Friday, October 29, 2010

The Social Security Backlog

Recently, there has been a proliferation of articles concerning the growing backlog of Social Security Disability cases, and the regulations SSA Commissioner Michael J. Astrue proposes to address what is becoming an enormous hardship on disabled applicants. It is not unusual for applicants to wait more than three years to get a hearing.

Most often, these claimants have no savings, no income, and no insurance, even for necessary treatment or medications. Unfortunately, before their benefits are awarded, they lose their possessions, go bankrupt, their utilities are shut off, and ultimately are forced to move from their homes with no place else to go. In the worst cases, the claimant’s die.

Since the inception of the disability program in the 1950s, the standard for approval has been intentionally strict. It is designed more to weed out malingerers than it is to help the disabled. A claimant must prove either an illness expected to result in death or inability to do not only past work, but any work that exists “in significant numbers in the national economy.”

According to SSA, in January 2005 nearly 8 million disabled workers and their dependents received DI benefits, a 100% increase since 1985. Another 6 million adults and children receive SSI payments, a 135% increase in the same period.

Nationally, about 750,000 appeals are pending. That is double the number in 2000. The wait time varies by location, but the national average is 524 days. Many offices take much longer. In Omaha, for example, the average processing time is 639 days from date of appeal to the hearing level. Of the 143 hearing offices in the country, 22 have longer processing times.

* About this exercise
Carry on the blog post about the Social Security disability backlog, starting after its last sentence. The data after this point comes from another source and has nothing to do with the blog post about the Social Security disability backlog.

* Dataset

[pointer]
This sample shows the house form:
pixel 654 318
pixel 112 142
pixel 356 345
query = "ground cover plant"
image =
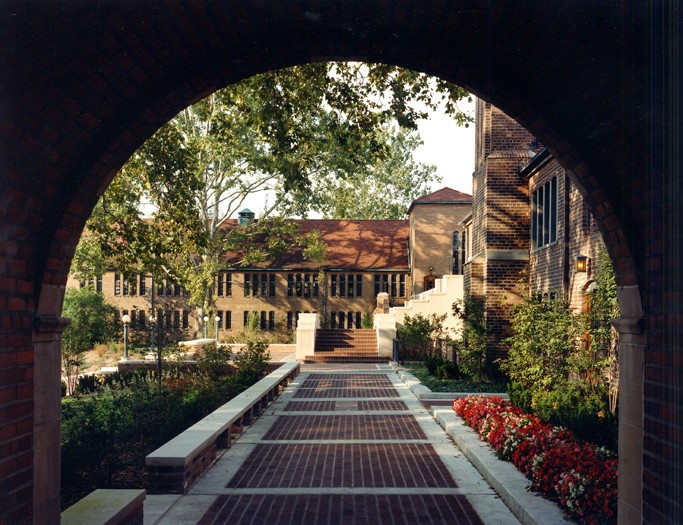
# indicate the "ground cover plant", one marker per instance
pixel 107 433
pixel 579 475
pixel 460 384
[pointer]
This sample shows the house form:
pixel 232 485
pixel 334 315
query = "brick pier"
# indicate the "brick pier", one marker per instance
pixel 344 444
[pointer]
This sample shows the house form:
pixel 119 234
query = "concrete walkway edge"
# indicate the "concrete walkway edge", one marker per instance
pixel 504 478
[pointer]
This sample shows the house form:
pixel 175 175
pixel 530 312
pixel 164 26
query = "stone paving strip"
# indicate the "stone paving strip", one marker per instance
pixel 352 446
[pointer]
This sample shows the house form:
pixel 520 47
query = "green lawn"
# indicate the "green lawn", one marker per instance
pixel 453 385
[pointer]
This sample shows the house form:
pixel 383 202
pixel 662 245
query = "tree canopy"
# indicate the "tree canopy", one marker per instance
pixel 330 138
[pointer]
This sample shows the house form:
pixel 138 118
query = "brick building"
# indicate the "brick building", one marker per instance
pixel 364 258
pixel 104 76
pixel 528 223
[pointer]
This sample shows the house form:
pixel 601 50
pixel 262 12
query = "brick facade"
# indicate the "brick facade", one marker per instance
pixel 499 225
pixel 103 77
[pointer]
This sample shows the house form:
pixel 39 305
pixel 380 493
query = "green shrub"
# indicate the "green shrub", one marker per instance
pixel 519 396
pixel 88 384
pixel 106 436
pixel 582 410
pixel 215 361
pixel 471 347
pixel 253 359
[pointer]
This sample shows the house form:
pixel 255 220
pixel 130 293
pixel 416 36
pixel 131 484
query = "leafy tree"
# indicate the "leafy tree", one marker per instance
pixel 471 347
pixel 546 332
pixel 382 189
pixel 304 134
pixel 93 321
pixel 601 356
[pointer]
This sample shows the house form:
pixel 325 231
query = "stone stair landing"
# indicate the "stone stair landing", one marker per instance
pixel 346 346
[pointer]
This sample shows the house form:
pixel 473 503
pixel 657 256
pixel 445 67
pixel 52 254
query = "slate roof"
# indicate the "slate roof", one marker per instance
pixel 353 245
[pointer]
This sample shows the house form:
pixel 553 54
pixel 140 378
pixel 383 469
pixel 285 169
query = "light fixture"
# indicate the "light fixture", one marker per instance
pixel 581 263
pixel 126 322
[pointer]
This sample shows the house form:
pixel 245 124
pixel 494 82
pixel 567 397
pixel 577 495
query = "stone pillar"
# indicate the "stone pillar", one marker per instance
pixel 47 345
pixel 385 325
pixel 632 340
pixel 306 326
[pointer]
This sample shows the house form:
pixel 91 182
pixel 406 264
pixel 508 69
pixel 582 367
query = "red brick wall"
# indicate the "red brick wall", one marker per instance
pixel 500 218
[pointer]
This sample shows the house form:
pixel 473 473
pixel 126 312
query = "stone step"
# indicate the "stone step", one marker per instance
pixel 331 359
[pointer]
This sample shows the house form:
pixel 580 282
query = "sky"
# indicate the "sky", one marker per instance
pixel 450 148
pixel 447 146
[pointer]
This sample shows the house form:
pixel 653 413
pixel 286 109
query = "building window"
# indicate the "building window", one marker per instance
pixel 587 216
pixel 544 215
pixel 463 252
pixel 220 284
pixel 346 285
pixel 300 285
pixel 307 285
pixel 457 268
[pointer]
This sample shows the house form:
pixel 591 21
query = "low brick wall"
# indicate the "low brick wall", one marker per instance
pixel 107 507
pixel 174 467
pixel 178 479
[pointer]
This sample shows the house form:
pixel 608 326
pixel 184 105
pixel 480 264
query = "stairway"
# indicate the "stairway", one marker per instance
pixel 345 346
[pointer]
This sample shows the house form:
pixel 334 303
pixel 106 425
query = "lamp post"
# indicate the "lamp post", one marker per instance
pixel 126 322
pixel 152 321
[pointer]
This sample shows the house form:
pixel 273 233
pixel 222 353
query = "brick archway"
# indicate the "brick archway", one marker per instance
pixel 88 83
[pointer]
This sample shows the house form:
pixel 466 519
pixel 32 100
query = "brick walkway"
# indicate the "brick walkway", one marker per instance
pixel 343 445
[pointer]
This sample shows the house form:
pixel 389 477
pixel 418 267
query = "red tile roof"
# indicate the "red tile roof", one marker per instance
pixel 352 244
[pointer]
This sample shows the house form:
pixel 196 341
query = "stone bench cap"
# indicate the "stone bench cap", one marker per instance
pixel 180 450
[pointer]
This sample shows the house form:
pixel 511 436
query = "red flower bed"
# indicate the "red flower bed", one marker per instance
pixel 580 476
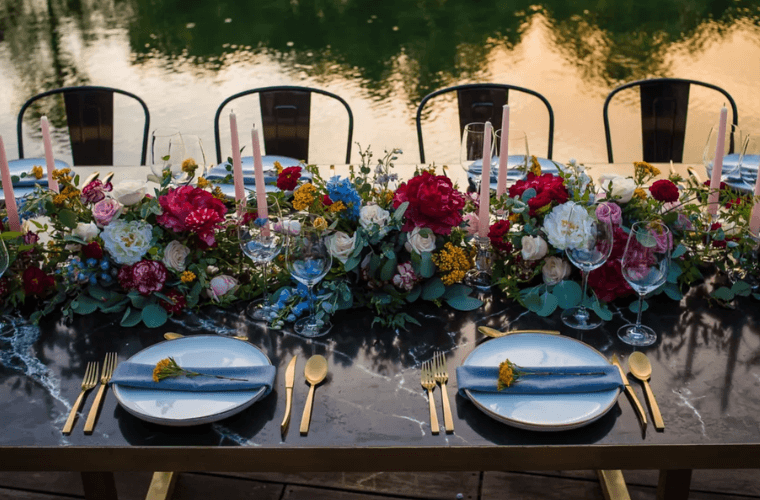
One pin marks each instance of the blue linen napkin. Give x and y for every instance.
(563, 379)
(140, 375)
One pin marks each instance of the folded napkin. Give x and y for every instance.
(561, 379)
(140, 375)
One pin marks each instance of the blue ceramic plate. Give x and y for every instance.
(179, 408)
(541, 412)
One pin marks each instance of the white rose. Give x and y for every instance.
(340, 245)
(533, 247)
(373, 214)
(129, 192)
(87, 232)
(175, 254)
(568, 228)
(418, 243)
(617, 187)
(555, 270)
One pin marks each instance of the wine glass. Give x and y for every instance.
(645, 267)
(471, 153)
(167, 152)
(308, 261)
(261, 243)
(588, 245)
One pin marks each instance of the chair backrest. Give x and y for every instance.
(480, 102)
(89, 115)
(664, 107)
(285, 115)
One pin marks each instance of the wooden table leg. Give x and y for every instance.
(99, 486)
(674, 484)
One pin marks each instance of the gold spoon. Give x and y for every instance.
(314, 372)
(641, 368)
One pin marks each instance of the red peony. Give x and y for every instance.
(433, 203)
(549, 188)
(288, 178)
(92, 250)
(664, 190)
(177, 304)
(36, 282)
(496, 234)
(146, 276)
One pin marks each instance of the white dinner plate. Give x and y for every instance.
(183, 408)
(541, 412)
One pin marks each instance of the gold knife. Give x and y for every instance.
(629, 390)
(290, 377)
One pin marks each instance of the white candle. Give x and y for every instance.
(484, 215)
(10, 201)
(501, 186)
(261, 192)
(49, 159)
(237, 166)
(712, 200)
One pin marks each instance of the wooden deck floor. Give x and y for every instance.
(565, 485)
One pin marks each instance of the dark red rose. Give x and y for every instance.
(288, 178)
(664, 190)
(433, 203)
(549, 188)
(36, 282)
(497, 234)
(177, 304)
(92, 250)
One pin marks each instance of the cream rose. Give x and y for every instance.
(129, 192)
(340, 245)
(533, 247)
(415, 242)
(175, 254)
(617, 187)
(555, 270)
(373, 214)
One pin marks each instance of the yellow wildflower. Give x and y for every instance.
(187, 277)
(303, 196)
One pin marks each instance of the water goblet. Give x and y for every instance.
(260, 241)
(645, 265)
(308, 261)
(588, 245)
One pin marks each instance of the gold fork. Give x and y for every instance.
(428, 382)
(89, 382)
(442, 376)
(108, 366)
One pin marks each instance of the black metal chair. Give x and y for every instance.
(89, 115)
(480, 102)
(664, 106)
(285, 114)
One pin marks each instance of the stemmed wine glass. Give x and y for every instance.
(471, 153)
(645, 267)
(261, 243)
(308, 261)
(588, 245)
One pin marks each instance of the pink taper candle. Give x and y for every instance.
(237, 166)
(10, 200)
(501, 185)
(484, 216)
(712, 200)
(261, 191)
(49, 159)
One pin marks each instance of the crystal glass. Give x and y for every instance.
(167, 152)
(645, 267)
(261, 243)
(471, 153)
(588, 245)
(308, 261)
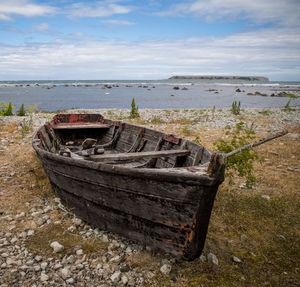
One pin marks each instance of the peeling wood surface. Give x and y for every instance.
(160, 194)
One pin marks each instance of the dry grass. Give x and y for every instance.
(41, 241)
(264, 234)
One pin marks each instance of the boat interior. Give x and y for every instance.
(91, 137)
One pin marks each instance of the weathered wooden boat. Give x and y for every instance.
(146, 185)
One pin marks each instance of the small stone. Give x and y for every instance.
(57, 247)
(212, 259)
(40, 221)
(202, 258)
(65, 273)
(71, 259)
(70, 280)
(280, 236)
(10, 261)
(124, 279)
(166, 269)
(14, 240)
(124, 267)
(115, 277)
(236, 259)
(72, 228)
(30, 232)
(44, 277)
(38, 258)
(77, 221)
(116, 258)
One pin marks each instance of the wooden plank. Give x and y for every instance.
(81, 126)
(138, 155)
(153, 208)
(131, 227)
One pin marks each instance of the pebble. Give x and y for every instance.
(57, 247)
(212, 259)
(166, 269)
(44, 277)
(115, 277)
(30, 232)
(76, 268)
(236, 259)
(65, 273)
(124, 279)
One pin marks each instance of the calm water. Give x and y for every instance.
(60, 95)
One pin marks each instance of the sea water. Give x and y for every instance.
(163, 94)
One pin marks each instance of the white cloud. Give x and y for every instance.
(11, 8)
(258, 11)
(97, 9)
(118, 22)
(257, 53)
(42, 27)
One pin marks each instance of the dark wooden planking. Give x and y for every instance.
(152, 208)
(82, 126)
(180, 192)
(168, 239)
(138, 155)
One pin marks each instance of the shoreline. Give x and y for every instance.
(252, 232)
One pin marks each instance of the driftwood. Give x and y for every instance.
(252, 145)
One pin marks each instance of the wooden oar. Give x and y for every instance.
(252, 145)
(217, 162)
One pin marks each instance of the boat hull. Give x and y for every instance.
(167, 210)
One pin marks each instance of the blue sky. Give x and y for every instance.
(120, 39)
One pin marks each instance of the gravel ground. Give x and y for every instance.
(65, 266)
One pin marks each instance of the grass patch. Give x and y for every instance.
(265, 112)
(186, 131)
(157, 120)
(42, 239)
(42, 186)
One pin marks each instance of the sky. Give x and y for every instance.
(123, 39)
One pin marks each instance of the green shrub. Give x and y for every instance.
(6, 109)
(236, 107)
(242, 162)
(134, 113)
(21, 112)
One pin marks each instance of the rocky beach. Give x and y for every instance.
(253, 237)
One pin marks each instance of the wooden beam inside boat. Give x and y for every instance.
(83, 126)
(138, 155)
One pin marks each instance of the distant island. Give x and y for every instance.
(222, 78)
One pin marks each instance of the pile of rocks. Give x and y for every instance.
(19, 265)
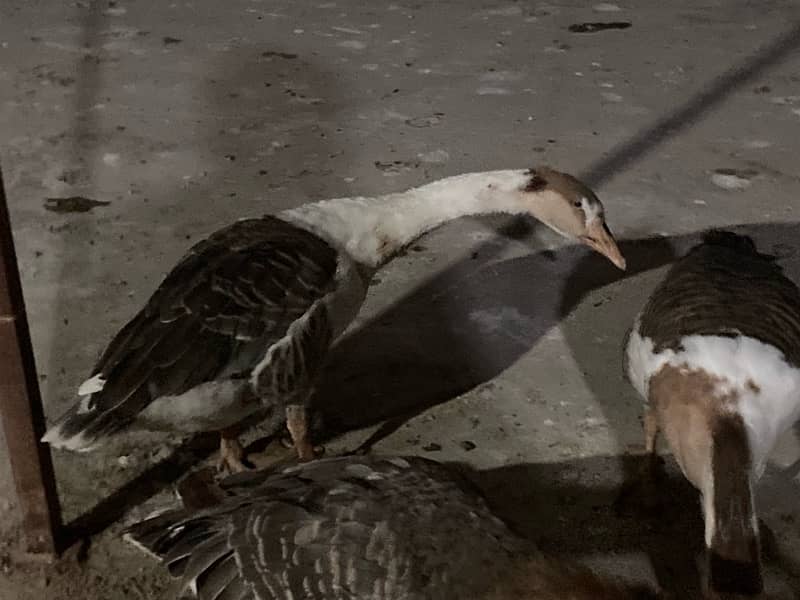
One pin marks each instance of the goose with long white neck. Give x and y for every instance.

* Output
In 2006, SSA implemented a new Administrative Review Process known as the Disability Service Improvement (DSI) process to address the backlog. Presently, Boston is the only region using the system. The new regulations provided that SSA would wait at least one year (from August 1, 2006) before implementing a second region.

The new rules include an initial application and review by a Federal reviewing official. The right to appeal to an ALJ remains intact. However, the judge’s decision is final unless the claim is referred to the Decision Review Board (DRB). A DRB review remains the final decision at the Administrative level. The Appeals Council will eventually be phased out.

Other changes include a new electronic filing system, presently in use in all 1,338 field offices, taking 20,000 claims per day. SSA is also implementing systems to streamline the updating of medical listings and to close the records in hearings faster by requiring all medical evidence to be submitted at least 5 days prior to hearing. The claimant is to be notified at least 75 days before the hearing, rather than the previous 20.

According to a recent article in The New York Times, about two-thirds of the 2.5 million disability applicants each year are denied at the initial state determination levels. Of the approximately 575,000, who file appeals requesting to be heard before an administrative law judge, about two-thirds win a reversal.

Reasons officials attribute to the high reversal rate include the supposition that many of the claimant’s impairments increase in severity by the time of hearing. The judge gets to meet the claimant face-to-face. The belief is that those who appeal are those with the strongest cases or who tend to get lawyers to help with presentation.